* **WHAT THE EXERCISE ASKS**
Repeat the entries below in full, with every character unchanged.

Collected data
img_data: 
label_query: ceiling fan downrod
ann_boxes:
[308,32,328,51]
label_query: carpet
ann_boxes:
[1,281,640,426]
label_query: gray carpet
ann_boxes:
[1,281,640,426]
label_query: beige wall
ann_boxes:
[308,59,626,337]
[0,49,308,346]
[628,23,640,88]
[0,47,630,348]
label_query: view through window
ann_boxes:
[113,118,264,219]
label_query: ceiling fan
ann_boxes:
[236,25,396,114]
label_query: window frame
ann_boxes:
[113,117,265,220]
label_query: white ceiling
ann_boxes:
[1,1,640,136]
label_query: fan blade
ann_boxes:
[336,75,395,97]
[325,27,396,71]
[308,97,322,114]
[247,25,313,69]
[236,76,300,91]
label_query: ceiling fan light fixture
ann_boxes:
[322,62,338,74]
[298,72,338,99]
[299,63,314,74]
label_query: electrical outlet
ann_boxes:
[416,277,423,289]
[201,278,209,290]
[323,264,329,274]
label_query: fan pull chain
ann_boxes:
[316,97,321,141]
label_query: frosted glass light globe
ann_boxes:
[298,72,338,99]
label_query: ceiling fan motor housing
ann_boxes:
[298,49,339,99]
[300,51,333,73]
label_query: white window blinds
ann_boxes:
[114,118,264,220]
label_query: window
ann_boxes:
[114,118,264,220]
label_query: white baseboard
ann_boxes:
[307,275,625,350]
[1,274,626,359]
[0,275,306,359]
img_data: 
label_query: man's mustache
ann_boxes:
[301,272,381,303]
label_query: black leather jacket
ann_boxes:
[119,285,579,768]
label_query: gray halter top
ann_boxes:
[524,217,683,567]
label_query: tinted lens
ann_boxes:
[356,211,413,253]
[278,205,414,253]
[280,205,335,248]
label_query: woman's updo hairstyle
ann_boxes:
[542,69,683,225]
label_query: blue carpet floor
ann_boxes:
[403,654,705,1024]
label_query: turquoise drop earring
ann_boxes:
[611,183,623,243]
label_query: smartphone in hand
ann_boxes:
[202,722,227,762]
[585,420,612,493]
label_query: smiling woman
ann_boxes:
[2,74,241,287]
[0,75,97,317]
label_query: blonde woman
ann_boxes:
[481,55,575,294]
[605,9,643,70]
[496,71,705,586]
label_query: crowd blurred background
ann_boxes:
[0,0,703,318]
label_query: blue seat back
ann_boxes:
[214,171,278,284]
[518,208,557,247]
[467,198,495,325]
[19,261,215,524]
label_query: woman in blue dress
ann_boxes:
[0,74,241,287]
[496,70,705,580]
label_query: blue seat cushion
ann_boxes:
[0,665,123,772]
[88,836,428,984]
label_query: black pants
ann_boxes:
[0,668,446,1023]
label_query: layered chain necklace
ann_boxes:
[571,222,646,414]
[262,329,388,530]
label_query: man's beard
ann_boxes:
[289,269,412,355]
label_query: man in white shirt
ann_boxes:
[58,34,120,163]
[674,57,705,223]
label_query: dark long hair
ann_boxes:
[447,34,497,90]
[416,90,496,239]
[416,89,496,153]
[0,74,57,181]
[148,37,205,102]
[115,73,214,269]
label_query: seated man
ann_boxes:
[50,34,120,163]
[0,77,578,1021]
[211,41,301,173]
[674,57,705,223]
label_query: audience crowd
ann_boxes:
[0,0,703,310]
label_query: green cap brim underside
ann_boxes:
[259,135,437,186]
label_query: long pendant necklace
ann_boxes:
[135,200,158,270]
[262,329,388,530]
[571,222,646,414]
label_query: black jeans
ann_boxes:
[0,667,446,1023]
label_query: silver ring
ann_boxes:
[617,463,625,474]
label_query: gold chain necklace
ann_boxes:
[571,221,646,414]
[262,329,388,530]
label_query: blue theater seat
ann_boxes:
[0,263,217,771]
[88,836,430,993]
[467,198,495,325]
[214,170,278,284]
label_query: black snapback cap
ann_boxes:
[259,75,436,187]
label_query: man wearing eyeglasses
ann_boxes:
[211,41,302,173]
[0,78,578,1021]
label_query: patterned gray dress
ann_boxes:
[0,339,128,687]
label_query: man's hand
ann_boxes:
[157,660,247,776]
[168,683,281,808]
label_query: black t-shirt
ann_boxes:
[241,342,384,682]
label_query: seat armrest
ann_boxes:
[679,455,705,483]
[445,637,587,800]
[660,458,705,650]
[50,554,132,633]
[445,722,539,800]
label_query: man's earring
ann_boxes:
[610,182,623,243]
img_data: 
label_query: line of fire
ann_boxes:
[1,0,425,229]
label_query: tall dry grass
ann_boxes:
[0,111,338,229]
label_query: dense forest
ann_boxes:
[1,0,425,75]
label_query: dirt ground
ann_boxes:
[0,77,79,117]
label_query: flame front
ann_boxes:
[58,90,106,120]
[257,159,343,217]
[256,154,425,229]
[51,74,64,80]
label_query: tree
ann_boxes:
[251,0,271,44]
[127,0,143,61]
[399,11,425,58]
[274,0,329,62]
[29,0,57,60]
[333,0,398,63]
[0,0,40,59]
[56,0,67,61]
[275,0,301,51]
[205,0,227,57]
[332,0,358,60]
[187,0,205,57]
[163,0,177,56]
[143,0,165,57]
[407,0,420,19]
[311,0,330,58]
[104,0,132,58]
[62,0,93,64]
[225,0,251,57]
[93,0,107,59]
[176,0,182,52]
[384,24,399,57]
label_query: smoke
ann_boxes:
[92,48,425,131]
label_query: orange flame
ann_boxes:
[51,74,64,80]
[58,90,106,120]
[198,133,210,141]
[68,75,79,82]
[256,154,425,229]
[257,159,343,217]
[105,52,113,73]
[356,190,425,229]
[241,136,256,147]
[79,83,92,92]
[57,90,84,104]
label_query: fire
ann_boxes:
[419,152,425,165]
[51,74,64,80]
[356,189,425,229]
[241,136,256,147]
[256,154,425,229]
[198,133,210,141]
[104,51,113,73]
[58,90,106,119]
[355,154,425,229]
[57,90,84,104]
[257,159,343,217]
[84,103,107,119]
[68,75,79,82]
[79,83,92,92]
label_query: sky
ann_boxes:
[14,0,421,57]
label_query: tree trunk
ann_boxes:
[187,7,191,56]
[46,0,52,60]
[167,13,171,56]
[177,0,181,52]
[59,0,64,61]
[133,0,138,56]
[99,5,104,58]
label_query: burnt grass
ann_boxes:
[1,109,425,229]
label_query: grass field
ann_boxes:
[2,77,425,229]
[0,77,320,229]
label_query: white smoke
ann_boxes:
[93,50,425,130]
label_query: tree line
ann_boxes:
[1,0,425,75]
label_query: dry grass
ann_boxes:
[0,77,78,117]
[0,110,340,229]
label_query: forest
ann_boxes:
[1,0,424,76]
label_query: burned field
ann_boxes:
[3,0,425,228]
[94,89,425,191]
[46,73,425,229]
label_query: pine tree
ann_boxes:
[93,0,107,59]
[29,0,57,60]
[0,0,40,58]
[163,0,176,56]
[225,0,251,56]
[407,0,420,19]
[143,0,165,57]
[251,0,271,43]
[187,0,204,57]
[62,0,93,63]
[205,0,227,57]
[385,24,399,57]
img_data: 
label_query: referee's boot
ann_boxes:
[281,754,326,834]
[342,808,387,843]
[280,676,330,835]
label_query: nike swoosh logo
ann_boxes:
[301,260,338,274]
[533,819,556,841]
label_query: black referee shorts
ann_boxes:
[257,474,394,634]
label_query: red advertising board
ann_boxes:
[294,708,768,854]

* **ANSWER FOR THIS EXERCISE**
img_data: 
label_query: ceiling fan downrod
ann_boxes:
[308,32,328,51]
label_query: carpet
ann_boxes:
[1,281,640,426]
label_query: gray carpet
ann_boxes:
[1,281,640,426]
label_query: beige wall
ann_boxes:
[308,59,626,337]
[0,49,308,346]
[628,23,640,88]
[0,47,630,348]
label_query: view through window
ann_boxes:
[113,118,264,219]
label_query: ceiling fan
ann_boxes:
[236,25,396,114]
label_query: window frame
ann_boxes:
[113,117,265,220]
label_query: white ceiling
ann_boxes:
[1,1,640,136]
label_query: fan blade
ann_boxes:
[336,75,395,97]
[325,27,396,71]
[308,97,322,114]
[247,25,313,69]
[236,76,300,91]
label_query: ceiling fan light fixture
ann_boxes:
[322,62,338,74]
[298,72,338,99]
[299,63,314,74]
label_query: electrical outlet
ann_boxes:
[416,277,423,289]
[201,278,209,290]
[323,264,329,274]
label_query: fan pull chain
ann_boxes:
[316,97,321,141]
label_query: frosted glass light globe
ann_boxes:
[298,72,338,99]
label_query: ceiling fan motor housing
ann_boxes:
[298,49,339,99]
[300,51,333,73]
label_query: white window blinds
ann_boxes:
[114,118,264,220]
label_query: window
ann_boxes:
[114,118,264,220]
label_query: white baseboard
ann_boxes:
[307,275,625,350]
[1,274,626,359]
[0,275,306,359]
img_data: 
label_query: man's mustache
ann_boxes:
[301,272,381,303]
label_query: black leather jacket
ann_boxes:
[119,285,579,768]
label_query: gray halter top
ann_boxes:
[524,217,683,567]
label_query: tinted lens
ann_boxes:
[356,211,413,253]
[278,205,414,253]
[280,205,335,248]
label_query: woman's updo hairstyle
ann_boxes:
[542,69,683,225]
label_query: blue carpet floor
ann_boxes:
[403,654,705,1024]
label_query: turquoise drop earring
ann_boxes:
[611,183,623,243]
label_query: smartphone in hand
ann_boxes:
[202,722,227,762]
[585,420,612,493]
label_query: smiling woman
ann_boxes:
[2,74,241,287]
[0,75,97,317]
label_query: blonde woman
ann_boxes:
[481,55,575,294]
[605,9,643,70]
[496,71,705,586]
label_query: crowd blurred background
ann_boxes:
[0,0,703,318]
label_query: blue seat back
ann_boxes:
[214,171,278,284]
[518,208,557,247]
[467,198,495,325]
[19,261,215,524]
label_query: woman in blue dress
ann_boxes:
[0,74,241,287]
[496,70,705,580]
label_query: blue seat cushion
ann_boxes:
[0,665,123,772]
[88,836,428,984]
label_query: black pants
ann_boxes:
[0,668,446,1023]
label_query: layered chain necklace
ann_boxes:
[571,222,646,414]
[262,329,388,530]
label_query: man's beard
ann_boxes:
[289,269,412,355]
label_query: man in white shirt
ann_boxes:
[58,34,120,163]
[674,57,705,223]
label_query: dark long hair
ann_boxes:
[447,34,497,90]
[416,90,496,239]
[416,89,496,153]
[0,74,57,181]
[148,37,205,102]
[115,73,214,269]
label_query: seated man
ann_boxes:
[50,34,120,163]
[0,77,578,1021]
[211,41,301,173]
[674,57,705,223]
label_query: audience crowd
ann_boxes:
[0,0,703,310]
label_query: green cap brim underside
ann_boxes:
[259,135,437,186]
label_query: long pendant necklace
ann_boxes:
[135,200,158,270]
[262,329,388,530]
[571,222,646,414]
label_query: black jeans
ann_boxes:
[0,667,446,1023]
label_query: silver ring
ann_boxes:
[617,463,625,474]
label_query: gold chain necklace
ann_boxes:
[571,221,646,414]
[262,329,388,530]
label_query: blue theater seat
ann_boxes:
[0,263,217,771]
[88,836,430,993]
[467,198,495,325]
[214,170,278,284]
label_query: black snapback cap
ann_boxes:
[259,75,436,187]
label_query: man wearing eyeglasses
ann_boxes:
[211,41,302,173]
[0,78,578,1021]
label_query: patterned gray dress
ann_boxes:
[0,339,128,687]
label_query: man's hand
ann_boxes:
[157,660,247,776]
[168,683,281,808]
label_query: black t-shirt
ann_boxes:
[241,342,384,682]
label_query: seat armrest
ann_boxes:
[679,455,705,483]
[445,637,587,800]
[660,458,705,650]
[50,554,132,633]
[445,722,539,800]
label_query: man's earring
ann_boxes:
[610,182,623,243]
img_data: 
label_query: line of fire
ann_boxes:
[1,0,425,229]
label_query: tall dry grass
ann_boxes:
[0,111,338,229]
label_query: dense forest
ann_boxes:
[1,0,425,75]
label_query: dirt ground
ann_boxes:
[0,77,79,117]
label_query: flame front
ann_boxes:
[58,90,106,120]
[257,159,343,217]
[256,154,425,229]
[51,74,64,80]
label_query: tree
ann_boxes:
[251,0,271,44]
[127,0,143,61]
[399,11,425,58]
[274,0,329,62]
[29,0,57,60]
[333,0,398,63]
[0,0,40,59]
[56,0,67,61]
[275,0,301,51]
[205,0,227,57]
[332,0,358,60]
[187,0,205,57]
[163,0,177,56]
[143,0,165,57]
[407,0,420,19]
[311,0,330,58]
[104,0,132,58]
[62,0,93,64]
[225,0,251,57]
[93,0,107,59]
[176,0,182,52]
[384,24,399,57]
label_query: smoke
ann_boxes:
[92,48,425,131]
label_query: orange flame
ann_boxes:
[51,74,64,80]
[58,90,106,120]
[198,133,210,141]
[68,75,79,82]
[256,154,425,229]
[257,159,343,217]
[105,52,113,73]
[356,190,425,229]
[241,136,256,147]
[79,83,92,92]
[57,90,84,104]
label_query: fire
ann_boxes:
[419,152,425,165]
[51,74,64,80]
[356,189,425,229]
[241,136,256,147]
[256,154,425,229]
[198,133,210,141]
[104,51,113,73]
[58,90,106,119]
[355,154,425,229]
[57,90,84,104]
[257,159,343,217]
[84,103,107,119]
[68,75,79,82]
[79,83,92,92]
label_query: sky
ann_boxes:
[14,0,421,57]
label_query: tree trunk
ann_boxes:
[187,7,191,56]
[46,0,52,60]
[167,13,171,56]
[177,0,181,52]
[59,0,64,61]
[133,0,138,56]
[99,5,104,58]
label_query: burnt grass
ann_boxes:
[1,109,425,229]
label_query: grass field
ann_boxes:
[2,77,425,229]
[0,77,320,229]
label_query: white smoke
ann_boxes:
[93,50,425,130]
label_query: tree line
ann_boxes:
[1,0,425,75]
label_query: dry grass
ann_boxes:
[0,77,78,117]
[0,110,340,229]
label_query: forest
ann_boxes:
[1,0,424,76]
label_query: burned field
ann_boxes:
[3,0,425,228]
[94,89,425,191]
[46,73,425,229]
label_query: pine tree
ann_boxes:
[93,0,107,59]
[29,0,57,60]
[0,0,40,58]
[163,0,176,56]
[225,0,251,56]
[407,0,420,19]
[143,0,165,57]
[251,0,271,43]
[187,0,204,57]
[62,0,93,63]
[205,0,227,57]
[385,24,399,57]
img_data: 
label_query: referee's boot
ann_boxes:
[281,754,326,834]
[342,808,387,843]
[280,676,330,835]
label_query: nike swoosh logo
ann_boxes:
[301,260,338,274]
[533,819,556,841]
label_query: black referee shorts
ann_boxes:
[257,474,394,634]
label_query: red advertising board
ann_boxes:
[294,708,768,854]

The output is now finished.